# Start of PAGE EXTRACT
Weekly roundup

A good overview of Bill Maher’s “facts” from the Religulous movie.  A sample:

Within a few minutes Maher is denying not just the divinity of Jesus Christ but his actual historical existence, a question disputed by almost no credible scholar. You can argue that it is difficult to believe in Jesus’s existence considering that primary records for his existence are recorded by only a precious few devoted disciples who recorded his allegorical teachings in detail as well as the social unrest they inspired. Then again, if that’s the standard – you probably don’t believe Socrates [existed] either.

A very thorough debunking of the movie (just one error after another) plus some of the deception behind it here.

A nice summary of the false beliefs of Oprah Winfrey and Eckhart Tolle.  Despite the claims, it is not a belief system compatible with Christianity.

Obama is amazing.  His ACORN associates are getting nailed left and right for voter fraud, yet he has the nerve to twist it to say that his voters are getting suppressed!

Snopes-certified email about Obama – Pianist Huntley Brown explains why he won’t vote for Obama.  Great stuff.
# End of PAGE EXTRACT
# Start of LISTED RECORDS
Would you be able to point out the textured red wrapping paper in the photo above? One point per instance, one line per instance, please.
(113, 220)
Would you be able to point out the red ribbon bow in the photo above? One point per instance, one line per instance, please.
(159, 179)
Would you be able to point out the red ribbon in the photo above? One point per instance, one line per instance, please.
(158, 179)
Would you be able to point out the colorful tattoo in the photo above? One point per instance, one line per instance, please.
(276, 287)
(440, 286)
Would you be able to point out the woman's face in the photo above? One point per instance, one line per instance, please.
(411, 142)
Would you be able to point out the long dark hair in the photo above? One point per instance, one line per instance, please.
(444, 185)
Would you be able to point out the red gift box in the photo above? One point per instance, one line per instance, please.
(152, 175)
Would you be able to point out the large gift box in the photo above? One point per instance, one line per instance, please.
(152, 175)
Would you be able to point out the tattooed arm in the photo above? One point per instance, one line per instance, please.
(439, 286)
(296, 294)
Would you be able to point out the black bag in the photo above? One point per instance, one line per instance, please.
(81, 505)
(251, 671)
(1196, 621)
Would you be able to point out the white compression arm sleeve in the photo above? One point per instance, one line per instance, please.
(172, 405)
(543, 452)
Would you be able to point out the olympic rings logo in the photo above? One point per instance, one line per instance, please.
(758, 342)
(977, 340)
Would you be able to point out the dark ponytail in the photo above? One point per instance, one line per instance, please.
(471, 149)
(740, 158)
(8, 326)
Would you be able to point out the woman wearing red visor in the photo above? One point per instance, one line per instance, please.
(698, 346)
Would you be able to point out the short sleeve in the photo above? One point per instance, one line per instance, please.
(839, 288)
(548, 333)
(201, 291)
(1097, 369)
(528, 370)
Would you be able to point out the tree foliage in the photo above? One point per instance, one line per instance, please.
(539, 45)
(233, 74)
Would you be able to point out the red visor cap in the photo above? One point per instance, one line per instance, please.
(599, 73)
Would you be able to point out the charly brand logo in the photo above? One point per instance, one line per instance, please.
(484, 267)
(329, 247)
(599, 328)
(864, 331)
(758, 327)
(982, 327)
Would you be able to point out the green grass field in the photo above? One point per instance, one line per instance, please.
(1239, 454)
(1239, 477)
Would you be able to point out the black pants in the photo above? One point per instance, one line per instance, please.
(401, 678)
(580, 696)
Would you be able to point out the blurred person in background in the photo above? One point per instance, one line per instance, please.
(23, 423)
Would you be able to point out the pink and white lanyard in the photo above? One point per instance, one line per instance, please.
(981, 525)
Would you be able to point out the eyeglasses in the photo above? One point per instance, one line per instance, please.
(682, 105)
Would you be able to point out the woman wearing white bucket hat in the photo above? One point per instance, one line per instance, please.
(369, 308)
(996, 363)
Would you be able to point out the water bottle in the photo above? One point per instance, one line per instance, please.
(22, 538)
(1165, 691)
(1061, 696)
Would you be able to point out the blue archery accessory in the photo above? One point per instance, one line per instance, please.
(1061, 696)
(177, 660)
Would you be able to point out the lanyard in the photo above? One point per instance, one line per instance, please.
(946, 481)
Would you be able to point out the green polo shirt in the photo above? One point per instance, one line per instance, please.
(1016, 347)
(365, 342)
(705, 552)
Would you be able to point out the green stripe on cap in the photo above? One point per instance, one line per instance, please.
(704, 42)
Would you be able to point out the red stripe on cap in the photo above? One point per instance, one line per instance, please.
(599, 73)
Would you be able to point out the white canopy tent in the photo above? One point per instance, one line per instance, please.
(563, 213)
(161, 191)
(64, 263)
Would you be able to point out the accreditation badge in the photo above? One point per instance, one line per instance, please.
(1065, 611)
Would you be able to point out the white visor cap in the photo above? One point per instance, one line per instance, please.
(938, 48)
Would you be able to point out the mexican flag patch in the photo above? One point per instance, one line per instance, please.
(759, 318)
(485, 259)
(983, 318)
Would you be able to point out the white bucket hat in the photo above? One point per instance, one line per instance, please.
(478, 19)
# End of LISTED RECORDS
Can you write out the entire weekly roundup above, word for word?

### [EXERCISE OUTPUT]
Weekly roundup

A good overview of Bill Maher’s “facts” from the Religulous movie.  A sample:

Within a few minutes Maher is denying not just the divinity of Jesus Christ but his actual historical existence, a question disputed by almost no credible scholar. You can argue that it is difficult to believe in Jesus’s existence considering that primary records for his existence are recorded by only a precious few devoted disciples who recorded his allegorical teachings in detail as well as the social unrest they inspired. Then again, if that’s the standard – you probably don’t believe Socrates [existed] either.

A very thorough debunking of the movie (just one error after another) plus some of the deception behind it here.

A nice summary of the false beliefs of Oprah Winfrey and Eckhart Tolle.  Despite the claims, it is not a belief system compatible with Christianity.

Obama is amazing.  His ACORN associates are getting nailed left and right for voter fraud, yet he has the nerve to twist it to say that his voters are getting suppressed!

Snopes-certified email about Obama – Pianist Huntley Brown explains why he won’t vote for Obama.  Great stuff.